> _WORK REQUIRED_: Set out the items below as a JSON list of strings, one string per line and no blank lines, starting at their first line and ending with the line that contains "[502, 381, 1433, 840]". Include both of those lines, and nothing after the second.

* Begin *

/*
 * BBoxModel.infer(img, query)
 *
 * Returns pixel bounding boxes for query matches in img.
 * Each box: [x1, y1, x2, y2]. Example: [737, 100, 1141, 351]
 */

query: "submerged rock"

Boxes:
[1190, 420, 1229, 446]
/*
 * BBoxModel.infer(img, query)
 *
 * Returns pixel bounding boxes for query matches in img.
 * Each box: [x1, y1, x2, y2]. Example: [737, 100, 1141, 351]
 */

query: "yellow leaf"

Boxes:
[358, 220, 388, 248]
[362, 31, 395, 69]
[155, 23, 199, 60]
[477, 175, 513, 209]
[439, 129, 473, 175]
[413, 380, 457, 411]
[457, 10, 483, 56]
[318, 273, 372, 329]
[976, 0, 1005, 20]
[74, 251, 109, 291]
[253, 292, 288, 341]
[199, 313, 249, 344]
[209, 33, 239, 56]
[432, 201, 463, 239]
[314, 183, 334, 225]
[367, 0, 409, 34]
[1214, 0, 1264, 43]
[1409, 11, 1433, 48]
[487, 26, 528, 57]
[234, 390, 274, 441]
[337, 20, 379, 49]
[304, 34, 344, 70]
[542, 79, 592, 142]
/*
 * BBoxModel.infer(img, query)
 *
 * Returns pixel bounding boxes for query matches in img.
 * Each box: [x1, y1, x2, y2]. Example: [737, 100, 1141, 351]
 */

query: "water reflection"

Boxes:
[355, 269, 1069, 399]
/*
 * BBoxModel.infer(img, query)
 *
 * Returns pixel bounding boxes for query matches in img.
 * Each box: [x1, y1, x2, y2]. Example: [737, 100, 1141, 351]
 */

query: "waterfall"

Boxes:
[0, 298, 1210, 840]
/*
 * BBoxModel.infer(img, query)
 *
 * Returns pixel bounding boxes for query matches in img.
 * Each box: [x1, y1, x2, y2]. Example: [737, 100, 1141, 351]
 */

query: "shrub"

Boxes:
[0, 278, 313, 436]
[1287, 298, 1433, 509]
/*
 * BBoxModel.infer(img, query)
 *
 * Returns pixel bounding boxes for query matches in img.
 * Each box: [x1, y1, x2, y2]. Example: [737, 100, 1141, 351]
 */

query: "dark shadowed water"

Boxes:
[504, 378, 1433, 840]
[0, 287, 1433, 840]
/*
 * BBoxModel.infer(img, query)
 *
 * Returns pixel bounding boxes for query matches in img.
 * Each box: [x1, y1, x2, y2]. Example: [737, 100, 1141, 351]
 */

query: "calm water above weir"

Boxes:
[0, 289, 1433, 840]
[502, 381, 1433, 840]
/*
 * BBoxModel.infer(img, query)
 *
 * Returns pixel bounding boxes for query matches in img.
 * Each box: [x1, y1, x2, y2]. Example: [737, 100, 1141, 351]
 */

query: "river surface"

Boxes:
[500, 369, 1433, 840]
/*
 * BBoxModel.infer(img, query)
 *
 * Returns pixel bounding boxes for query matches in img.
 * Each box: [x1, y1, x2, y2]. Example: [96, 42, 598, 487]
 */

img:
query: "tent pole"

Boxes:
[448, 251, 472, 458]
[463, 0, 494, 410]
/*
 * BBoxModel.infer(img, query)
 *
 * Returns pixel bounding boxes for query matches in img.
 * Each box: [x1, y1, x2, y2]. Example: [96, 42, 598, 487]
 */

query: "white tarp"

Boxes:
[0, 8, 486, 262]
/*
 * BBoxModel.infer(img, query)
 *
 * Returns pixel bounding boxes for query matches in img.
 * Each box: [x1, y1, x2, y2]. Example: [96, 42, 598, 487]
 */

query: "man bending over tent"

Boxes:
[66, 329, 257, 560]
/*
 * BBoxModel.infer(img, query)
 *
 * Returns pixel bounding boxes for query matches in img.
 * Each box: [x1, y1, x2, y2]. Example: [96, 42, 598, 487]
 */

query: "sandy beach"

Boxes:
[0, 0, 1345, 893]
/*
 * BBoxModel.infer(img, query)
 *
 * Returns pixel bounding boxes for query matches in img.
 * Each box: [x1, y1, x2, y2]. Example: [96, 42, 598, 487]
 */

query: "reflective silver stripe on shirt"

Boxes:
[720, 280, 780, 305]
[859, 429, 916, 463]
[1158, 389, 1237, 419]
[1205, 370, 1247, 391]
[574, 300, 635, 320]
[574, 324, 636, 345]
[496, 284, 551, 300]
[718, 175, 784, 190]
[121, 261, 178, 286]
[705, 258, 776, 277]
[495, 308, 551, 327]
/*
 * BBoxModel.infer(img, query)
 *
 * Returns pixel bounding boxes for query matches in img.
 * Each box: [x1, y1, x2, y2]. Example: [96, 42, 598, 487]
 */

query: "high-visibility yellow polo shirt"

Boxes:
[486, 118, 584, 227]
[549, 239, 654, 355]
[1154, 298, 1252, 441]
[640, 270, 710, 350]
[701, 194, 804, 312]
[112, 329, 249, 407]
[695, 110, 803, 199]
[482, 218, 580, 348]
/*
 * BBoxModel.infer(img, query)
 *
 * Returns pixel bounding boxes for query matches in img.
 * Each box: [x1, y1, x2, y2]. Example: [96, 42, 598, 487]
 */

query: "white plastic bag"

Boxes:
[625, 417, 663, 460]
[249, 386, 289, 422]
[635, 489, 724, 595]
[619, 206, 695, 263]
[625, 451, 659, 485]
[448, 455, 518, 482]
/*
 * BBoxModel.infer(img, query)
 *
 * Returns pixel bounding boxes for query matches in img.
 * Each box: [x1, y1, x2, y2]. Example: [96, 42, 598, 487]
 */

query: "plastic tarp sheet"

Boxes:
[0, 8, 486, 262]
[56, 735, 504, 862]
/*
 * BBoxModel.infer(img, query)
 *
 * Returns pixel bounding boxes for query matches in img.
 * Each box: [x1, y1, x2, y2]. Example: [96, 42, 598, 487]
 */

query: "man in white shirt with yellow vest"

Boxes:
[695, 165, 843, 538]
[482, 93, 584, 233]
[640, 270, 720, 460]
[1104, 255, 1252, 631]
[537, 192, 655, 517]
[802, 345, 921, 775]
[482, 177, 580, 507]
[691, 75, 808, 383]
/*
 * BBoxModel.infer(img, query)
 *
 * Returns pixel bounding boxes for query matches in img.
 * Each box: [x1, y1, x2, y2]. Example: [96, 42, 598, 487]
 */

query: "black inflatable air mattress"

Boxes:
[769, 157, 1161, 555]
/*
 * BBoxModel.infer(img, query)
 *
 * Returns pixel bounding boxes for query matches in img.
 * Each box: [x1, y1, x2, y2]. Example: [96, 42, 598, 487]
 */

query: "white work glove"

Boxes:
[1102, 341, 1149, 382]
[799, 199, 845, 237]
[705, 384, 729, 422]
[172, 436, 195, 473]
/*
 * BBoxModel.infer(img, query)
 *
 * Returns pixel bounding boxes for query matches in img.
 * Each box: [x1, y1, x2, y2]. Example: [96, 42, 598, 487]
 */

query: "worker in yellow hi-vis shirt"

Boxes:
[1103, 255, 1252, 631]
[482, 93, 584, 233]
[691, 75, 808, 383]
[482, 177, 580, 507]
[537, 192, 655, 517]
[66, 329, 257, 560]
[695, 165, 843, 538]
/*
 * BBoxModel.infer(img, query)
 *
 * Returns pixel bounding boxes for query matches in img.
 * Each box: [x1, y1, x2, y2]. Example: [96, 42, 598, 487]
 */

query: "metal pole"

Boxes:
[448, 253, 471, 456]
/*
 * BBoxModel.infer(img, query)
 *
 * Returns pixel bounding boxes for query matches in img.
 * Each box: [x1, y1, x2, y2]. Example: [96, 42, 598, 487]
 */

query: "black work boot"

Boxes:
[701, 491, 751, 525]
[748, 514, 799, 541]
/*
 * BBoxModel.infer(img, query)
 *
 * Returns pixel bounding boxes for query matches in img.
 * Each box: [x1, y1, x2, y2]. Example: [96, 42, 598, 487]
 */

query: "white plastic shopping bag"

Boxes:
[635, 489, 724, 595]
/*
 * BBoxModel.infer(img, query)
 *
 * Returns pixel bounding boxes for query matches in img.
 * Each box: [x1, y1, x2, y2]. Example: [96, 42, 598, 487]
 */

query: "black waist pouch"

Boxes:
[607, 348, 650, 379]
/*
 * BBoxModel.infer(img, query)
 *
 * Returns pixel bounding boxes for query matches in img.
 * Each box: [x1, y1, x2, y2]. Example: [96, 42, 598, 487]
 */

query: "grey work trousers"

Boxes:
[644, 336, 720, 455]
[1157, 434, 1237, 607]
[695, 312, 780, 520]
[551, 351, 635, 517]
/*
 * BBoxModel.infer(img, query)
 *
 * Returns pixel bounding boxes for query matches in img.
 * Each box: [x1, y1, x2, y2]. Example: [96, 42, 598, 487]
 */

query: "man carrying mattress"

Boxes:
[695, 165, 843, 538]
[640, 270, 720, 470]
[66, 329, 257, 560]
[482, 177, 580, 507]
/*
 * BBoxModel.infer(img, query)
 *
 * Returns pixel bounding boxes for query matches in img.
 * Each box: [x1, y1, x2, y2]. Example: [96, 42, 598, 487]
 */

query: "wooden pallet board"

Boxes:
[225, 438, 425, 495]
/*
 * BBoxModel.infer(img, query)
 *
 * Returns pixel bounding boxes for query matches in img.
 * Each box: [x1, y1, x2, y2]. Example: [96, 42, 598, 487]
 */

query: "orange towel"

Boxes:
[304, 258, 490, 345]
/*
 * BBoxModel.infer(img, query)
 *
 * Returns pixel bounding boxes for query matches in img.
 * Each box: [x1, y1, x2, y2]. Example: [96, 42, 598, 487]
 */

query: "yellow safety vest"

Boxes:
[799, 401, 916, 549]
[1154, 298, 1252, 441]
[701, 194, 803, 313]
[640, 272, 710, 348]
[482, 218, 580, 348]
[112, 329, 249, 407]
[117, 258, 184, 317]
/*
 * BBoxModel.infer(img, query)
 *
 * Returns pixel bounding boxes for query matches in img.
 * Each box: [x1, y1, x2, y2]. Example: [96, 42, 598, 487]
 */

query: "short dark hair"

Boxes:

* End *

> _SOLUTION BELOW_:
[
  "/*",
  " * BBoxModel.infer(img, query)",
  " *",
  " * Returns pixel bounding boxes for query matches in img.",
  " * Each box: [x1, y1, x2, y2]. Example: [737, 100, 1141, 351]",
  " */",
  "query: \"submerged rock\"",
  "Boxes:",
  "[1190, 420, 1229, 446]",
  "/*",
  " * BBoxModel.infer(img, query)",
  " *",
  " * Returns pixel bounding boxes for query matches in img.",
  " * Each box: [x1, y1, x2, y2]. Example: [737, 100, 1141, 351]",
  " */",
  "query: \"yellow leaf\"",
  "Boxes:",
  "[358, 220, 388, 248]",
  "[362, 31, 395, 69]",
  "[155, 23, 199, 60]",
  "[477, 175, 513, 209]",
  "[439, 129, 473, 175]",
  "[413, 380, 457, 411]",
  "[457, 10, 483, 56]",
  "[318, 273, 372, 329]",
  "[976, 0, 1005, 20]",
  "[74, 251, 109, 291]",
  "[253, 292, 288, 341]",
  "[199, 313, 249, 344]",
  "[209, 33, 239, 56]",
  "[432, 201, 463, 239]",
  "[314, 183, 334, 225]",
  "[367, 0, 409, 34]",
  "[1214, 0, 1264, 43]",
  "[1409, 11, 1433, 48]",
  "[487, 26, 528, 57]",
  "[234, 390, 274, 441]",
  "[337, 20, 379, 49]",
  "[304, 34, 344, 70]",
  "[542, 79, 592, 142]",
  "/*",
  " * BBoxModel.infer(img, query)",
  " *",
  " * Returns pixel bounding boxes for query matches in img.",
  " * Each box: [x1, y1, x2, y2]. Example: [737, 100, 1141, 351]",
  " */",
  "query: \"water reflection\"",
  "Boxes:",
  "[355, 269, 1069, 399]",
  "/*",
  " * BBoxModel.infer(img, query)",
  " *",
  " * Returns pixel bounding boxes for query matches in img.",
  " * Each box: [x1, y1, x2, y2]. Example: [737, 100, 1141, 351]",
  " */",
  "query: \"waterfall\"",
  "Boxes:",
  "[0, 298, 1210, 840]",
  "/*",
  " * BBoxModel.infer(img, query)",
  " *",
  " * Returns pixel bounding boxes for query matches in img.",
  " * Each box: [x1, y1, x2, y2]. Example: [737, 100, 1141, 351]",
  " */",
  "query: \"shrub\"",
  "Boxes:",
  "[0, 278, 313, 436]",
  "[1287, 298, 1433, 509]",
  "/*",
  " * BBoxModel.infer(img, query)",
  " *",
  " * Returns pixel bounding boxes for query matches in img.",
  " * Each box: [x1, y1, x2, y2]. Example: [737, 100, 1141, 351]",
  " */",
  "query: \"dark shadowed water\"",
  "Boxes:",
  "[504, 378, 1433, 840]",
  "[0, 287, 1433, 840]",
  "/*",
  " * BBoxModel.infer(img, query)",
  " *",
  " * Returns pixel bounding boxes for query matches in img.",
  " * Each box: [x1, y1, x2, y2]. Example: [737, 100, 1141, 351]",
  " */",
  "query: \"calm water above weir\"",
  "Boxes:",
  "[0, 289, 1433, 840]",
  "[502, 381, 1433, 840]"
]